◆ Work item ◆
In the data below, one line contains "# test: locate the fallen" and a later one contains "# test: locate the wooden railing". Print both, with every line between them, exactly and alone.

START Record excerpts

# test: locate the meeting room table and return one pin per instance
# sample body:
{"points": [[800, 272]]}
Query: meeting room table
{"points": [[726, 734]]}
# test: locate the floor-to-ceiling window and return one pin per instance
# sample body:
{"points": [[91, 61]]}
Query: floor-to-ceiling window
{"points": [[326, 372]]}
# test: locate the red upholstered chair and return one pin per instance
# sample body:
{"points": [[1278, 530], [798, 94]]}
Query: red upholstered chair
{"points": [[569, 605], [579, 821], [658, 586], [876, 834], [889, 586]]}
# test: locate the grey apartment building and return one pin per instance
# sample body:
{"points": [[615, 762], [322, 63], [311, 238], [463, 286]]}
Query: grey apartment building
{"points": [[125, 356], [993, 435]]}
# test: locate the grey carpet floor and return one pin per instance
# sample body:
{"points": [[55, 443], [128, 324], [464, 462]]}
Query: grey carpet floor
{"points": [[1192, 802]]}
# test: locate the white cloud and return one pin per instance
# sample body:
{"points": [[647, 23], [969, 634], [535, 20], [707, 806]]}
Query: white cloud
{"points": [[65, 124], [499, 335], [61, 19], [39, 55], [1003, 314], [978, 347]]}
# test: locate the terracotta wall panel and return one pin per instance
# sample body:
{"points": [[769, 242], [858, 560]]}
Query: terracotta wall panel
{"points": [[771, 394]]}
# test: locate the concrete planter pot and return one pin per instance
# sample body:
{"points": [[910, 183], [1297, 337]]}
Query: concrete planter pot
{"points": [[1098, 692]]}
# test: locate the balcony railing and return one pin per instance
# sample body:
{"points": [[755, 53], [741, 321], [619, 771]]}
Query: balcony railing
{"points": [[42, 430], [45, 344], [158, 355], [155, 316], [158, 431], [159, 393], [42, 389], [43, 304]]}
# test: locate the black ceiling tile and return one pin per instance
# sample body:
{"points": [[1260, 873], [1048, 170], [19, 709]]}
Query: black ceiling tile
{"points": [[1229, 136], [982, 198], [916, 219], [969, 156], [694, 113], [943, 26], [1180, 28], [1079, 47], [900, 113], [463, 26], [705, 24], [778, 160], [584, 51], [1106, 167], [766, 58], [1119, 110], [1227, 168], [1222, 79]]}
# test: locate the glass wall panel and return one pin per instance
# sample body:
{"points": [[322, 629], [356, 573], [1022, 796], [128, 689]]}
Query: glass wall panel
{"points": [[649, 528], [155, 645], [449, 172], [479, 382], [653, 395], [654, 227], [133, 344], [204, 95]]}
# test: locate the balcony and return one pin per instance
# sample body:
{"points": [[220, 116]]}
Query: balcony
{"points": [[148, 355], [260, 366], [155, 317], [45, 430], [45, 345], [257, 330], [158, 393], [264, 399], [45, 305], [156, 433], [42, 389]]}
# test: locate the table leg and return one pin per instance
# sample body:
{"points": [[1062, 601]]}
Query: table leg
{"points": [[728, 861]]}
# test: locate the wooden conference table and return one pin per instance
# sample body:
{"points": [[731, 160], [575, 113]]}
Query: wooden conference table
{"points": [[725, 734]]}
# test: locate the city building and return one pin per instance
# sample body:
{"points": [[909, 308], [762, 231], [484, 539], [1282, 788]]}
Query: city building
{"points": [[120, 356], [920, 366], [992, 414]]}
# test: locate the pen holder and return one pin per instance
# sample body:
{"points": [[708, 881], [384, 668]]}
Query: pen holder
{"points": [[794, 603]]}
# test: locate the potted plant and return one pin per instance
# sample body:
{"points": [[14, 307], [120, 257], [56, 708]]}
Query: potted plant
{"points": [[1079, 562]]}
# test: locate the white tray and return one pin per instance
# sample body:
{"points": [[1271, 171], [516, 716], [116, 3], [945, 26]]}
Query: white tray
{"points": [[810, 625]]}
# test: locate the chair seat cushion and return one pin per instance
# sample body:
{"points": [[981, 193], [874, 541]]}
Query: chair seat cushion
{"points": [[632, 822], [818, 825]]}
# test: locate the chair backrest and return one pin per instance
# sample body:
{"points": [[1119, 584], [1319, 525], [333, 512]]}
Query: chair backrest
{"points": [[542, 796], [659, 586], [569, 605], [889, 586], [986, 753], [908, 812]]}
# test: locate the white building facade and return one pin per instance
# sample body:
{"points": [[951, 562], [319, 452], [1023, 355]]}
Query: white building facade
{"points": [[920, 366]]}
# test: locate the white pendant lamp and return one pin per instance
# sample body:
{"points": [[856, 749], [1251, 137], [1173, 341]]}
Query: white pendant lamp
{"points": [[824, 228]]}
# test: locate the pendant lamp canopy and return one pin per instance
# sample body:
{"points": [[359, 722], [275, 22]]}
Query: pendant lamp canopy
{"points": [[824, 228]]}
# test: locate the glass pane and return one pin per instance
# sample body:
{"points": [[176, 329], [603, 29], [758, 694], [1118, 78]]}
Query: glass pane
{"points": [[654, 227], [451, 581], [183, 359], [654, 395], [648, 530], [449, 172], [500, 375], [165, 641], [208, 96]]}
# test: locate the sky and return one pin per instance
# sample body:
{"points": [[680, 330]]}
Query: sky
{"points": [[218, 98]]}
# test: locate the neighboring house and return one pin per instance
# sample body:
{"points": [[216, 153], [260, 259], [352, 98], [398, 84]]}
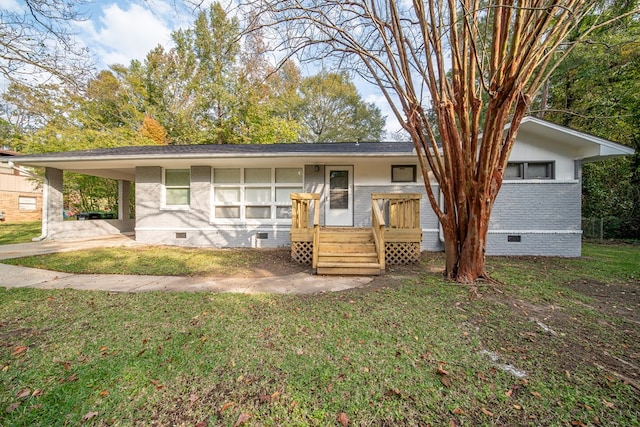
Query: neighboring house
{"points": [[20, 196], [238, 195]]}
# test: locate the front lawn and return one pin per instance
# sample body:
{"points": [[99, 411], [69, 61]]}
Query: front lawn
{"points": [[556, 344]]}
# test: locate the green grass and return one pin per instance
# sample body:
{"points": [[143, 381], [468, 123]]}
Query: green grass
{"points": [[152, 260], [20, 232], [372, 353]]}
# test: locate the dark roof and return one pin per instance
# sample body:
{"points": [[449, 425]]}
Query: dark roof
{"points": [[232, 149], [5, 153]]}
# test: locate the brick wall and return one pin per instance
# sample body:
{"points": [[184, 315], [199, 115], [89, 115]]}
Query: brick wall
{"points": [[9, 205]]}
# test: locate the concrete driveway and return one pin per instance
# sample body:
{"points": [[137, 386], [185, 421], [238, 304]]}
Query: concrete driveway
{"points": [[19, 277]]}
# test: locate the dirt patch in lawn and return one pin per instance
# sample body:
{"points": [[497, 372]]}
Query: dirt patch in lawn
{"points": [[277, 262], [601, 331]]}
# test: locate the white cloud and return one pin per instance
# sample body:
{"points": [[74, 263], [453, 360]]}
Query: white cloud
{"points": [[11, 6], [116, 34]]}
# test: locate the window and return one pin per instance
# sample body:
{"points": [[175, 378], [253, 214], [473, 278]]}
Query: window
{"points": [[403, 173], [26, 203], [177, 187], [254, 193], [529, 170]]}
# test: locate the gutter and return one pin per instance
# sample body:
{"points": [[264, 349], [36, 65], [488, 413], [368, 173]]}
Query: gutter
{"points": [[45, 201]]}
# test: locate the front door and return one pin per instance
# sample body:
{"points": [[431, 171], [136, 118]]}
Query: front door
{"points": [[338, 203]]}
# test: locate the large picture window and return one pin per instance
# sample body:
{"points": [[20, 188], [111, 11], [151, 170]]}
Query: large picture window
{"points": [[529, 170], [27, 203], [254, 193], [403, 173], [177, 187]]}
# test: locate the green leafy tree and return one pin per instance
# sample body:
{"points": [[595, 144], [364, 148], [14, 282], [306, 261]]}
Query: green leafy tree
{"points": [[597, 90], [476, 64], [331, 110]]}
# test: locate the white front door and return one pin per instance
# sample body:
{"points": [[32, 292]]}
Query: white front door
{"points": [[338, 201]]}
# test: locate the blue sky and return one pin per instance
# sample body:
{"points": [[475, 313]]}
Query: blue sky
{"points": [[119, 31]]}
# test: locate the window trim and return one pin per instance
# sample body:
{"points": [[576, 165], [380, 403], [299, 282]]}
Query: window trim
{"points": [[242, 203], [165, 187], [22, 206], [524, 167], [414, 174]]}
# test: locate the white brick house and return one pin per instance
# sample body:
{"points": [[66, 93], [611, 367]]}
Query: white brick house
{"points": [[237, 195]]}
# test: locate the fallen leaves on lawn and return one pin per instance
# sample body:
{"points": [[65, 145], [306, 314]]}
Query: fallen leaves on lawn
{"points": [[89, 416], [226, 406], [487, 412], [19, 350], [24, 393], [12, 407], [242, 419], [343, 419], [444, 375]]}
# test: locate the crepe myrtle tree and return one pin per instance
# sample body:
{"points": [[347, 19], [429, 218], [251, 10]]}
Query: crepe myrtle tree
{"points": [[459, 75]]}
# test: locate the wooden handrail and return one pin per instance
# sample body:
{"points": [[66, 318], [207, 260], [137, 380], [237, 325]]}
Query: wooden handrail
{"points": [[300, 210], [300, 218], [378, 226], [403, 209]]}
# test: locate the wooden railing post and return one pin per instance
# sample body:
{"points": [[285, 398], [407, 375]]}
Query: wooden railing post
{"points": [[378, 226], [301, 232]]}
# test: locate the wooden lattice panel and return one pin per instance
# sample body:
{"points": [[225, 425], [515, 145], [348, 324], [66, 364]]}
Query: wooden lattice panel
{"points": [[402, 253], [302, 252]]}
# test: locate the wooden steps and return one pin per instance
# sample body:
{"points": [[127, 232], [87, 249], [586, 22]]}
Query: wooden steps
{"points": [[347, 251]]}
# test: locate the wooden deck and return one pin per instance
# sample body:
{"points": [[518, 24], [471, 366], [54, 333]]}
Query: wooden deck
{"points": [[394, 237]]}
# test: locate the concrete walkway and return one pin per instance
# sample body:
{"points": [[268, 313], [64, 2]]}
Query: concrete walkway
{"points": [[19, 277]]}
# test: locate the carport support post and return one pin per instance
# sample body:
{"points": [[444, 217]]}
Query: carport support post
{"points": [[54, 201], [124, 208]]}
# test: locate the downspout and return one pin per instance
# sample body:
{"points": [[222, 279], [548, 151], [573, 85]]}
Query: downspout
{"points": [[45, 201]]}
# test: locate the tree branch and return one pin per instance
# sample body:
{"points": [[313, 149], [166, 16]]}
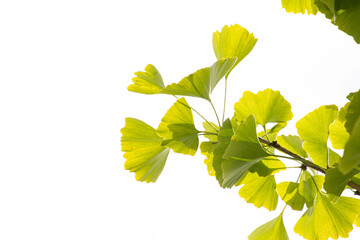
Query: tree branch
{"points": [[307, 163]]}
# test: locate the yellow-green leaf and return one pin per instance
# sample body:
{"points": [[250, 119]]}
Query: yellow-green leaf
{"points": [[144, 153], [314, 130], [324, 219], [148, 82], [260, 191], [273, 230], [233, 41], [178, 130], [267, 106]]}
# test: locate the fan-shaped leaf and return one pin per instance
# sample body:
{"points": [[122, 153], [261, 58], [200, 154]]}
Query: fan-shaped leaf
{"points": [[273, 230], [266, 106], [148, 82], [178, 130], [324, 219], [260, 191], [300, 6], [314, 130], [233, 41], [202, 82], [289, 193], [143, 151]]}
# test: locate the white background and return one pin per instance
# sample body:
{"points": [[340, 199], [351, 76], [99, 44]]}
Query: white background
{"points": [[64, 70]]}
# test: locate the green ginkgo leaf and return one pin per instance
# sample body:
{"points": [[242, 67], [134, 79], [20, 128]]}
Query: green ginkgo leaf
{"points": [[202, 82], [233, 41], [324, 219], [148, 82], [352, 112], [289, 193], [351, 157], [243, 152], [267, 106], [224, 137], [314, 130], [178, 129], [300, 6], [144, 153], [273, 230], [260, 191], [293, 144], [336, 181]]}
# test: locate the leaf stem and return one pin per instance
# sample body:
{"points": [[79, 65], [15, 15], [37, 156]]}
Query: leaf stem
{"points": [[224, 99], [217, 117]]}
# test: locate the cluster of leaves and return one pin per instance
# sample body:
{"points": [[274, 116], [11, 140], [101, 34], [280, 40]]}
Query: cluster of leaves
{"points": [[237, 154], [345, 14]]}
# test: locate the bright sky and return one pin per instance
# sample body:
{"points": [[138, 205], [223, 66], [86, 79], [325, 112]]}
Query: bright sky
{"points": [[64, 69]]}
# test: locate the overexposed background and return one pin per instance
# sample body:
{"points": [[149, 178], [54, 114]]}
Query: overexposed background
{"points": [[64, 69]]}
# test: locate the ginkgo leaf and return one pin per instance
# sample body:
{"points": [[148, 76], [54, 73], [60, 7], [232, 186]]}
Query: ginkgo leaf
{"points": [[272, 230], [293, 144], [233, 41], [307, 187], [324, 219], [300, 6], [314, 130], [267, 106], [335, 181], [352, 112], [260, 191], [148, 82], [144, 153], [351, 157], [289, 193], [202, 82], [224, 136], [178, 130], [243, 152]]}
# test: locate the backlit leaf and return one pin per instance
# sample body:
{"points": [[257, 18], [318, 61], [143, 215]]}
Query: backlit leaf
{"points": [[202, 82], [273, 230], [144, 153], [324, 219], [289, 193], [267, 106], [178, 130], [300, 6], [233, 41], [260, 191], [148, 82], [351, 157], [314, 130]]}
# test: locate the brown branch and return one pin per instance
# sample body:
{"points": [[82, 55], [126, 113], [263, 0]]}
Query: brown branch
{"points": [[305, 162]]}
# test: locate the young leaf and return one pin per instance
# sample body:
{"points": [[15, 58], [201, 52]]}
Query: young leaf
{"points": [[266, 106], [260, 191], [289, 193], [224, 137], [148, 82], [351, 157], [293, 144], [324, 219], [233, 41], [243, 152], [273, 230], [143, 151], [178, 130], [314, 130], [353, 112], [335, 181], [202, 82]]}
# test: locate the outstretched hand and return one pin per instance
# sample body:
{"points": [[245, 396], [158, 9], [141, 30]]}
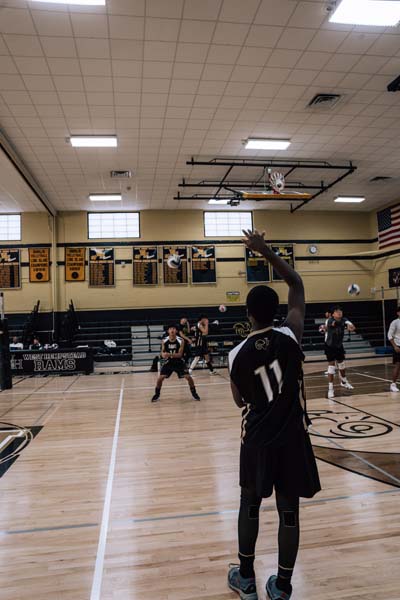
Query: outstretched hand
{"points": [[254, 240]]}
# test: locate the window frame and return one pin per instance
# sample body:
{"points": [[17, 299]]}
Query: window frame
{"points": [[228, 212], [113, 212]]}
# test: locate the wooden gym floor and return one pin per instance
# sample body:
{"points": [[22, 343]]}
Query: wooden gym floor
{"points": [[112, 497]]}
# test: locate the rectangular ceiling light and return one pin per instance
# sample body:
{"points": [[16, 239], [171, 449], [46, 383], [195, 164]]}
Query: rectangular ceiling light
{"points": [[81, 2], [266, 144], [383, 13], [93, 141], [350, 199], [105, 197]]}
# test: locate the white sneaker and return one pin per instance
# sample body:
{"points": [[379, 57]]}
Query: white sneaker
{"points": [[346, 385]]}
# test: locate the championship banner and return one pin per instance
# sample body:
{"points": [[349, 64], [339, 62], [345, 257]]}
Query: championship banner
{"points": [[145, 265], [39, 265], [286, 253], [101, 267], [257, 267], [203, 264], [10, 269], [75, 264], [175, 269]]}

END Record excerpts

◆ Exercise response ◆
# test: locate the fallen leaves on lawn and return one pin per instance
# sample body:
{"points": [[65, 145], [306, 314]]}
Query: fallen leaves on lawn
{"points": [[89, 416], [226, 406], [487, 412], [19, 350], [24, 393], [12, 407], [242, 419], [343, 419], [444, 375]]}
# test: locate the crepe myrtle tree and return one pin per instance
# sample body:
{"points": [[347, 19], [429, 218], [251, 10]]}
Query: crepe myrtle tree
{"points": [[459, 75]]}
# test: locate the wooden handrail and return one pin per instance
# sample body:
{"points": [[66, 318], [207, 260], [137, 380], [237, 325]]}
Query: wooden handrail
{"points": [[300, 210], [300, 218], [378, 226], [403, 209]]}
# test: locate the wooden railing post and return one pin per instance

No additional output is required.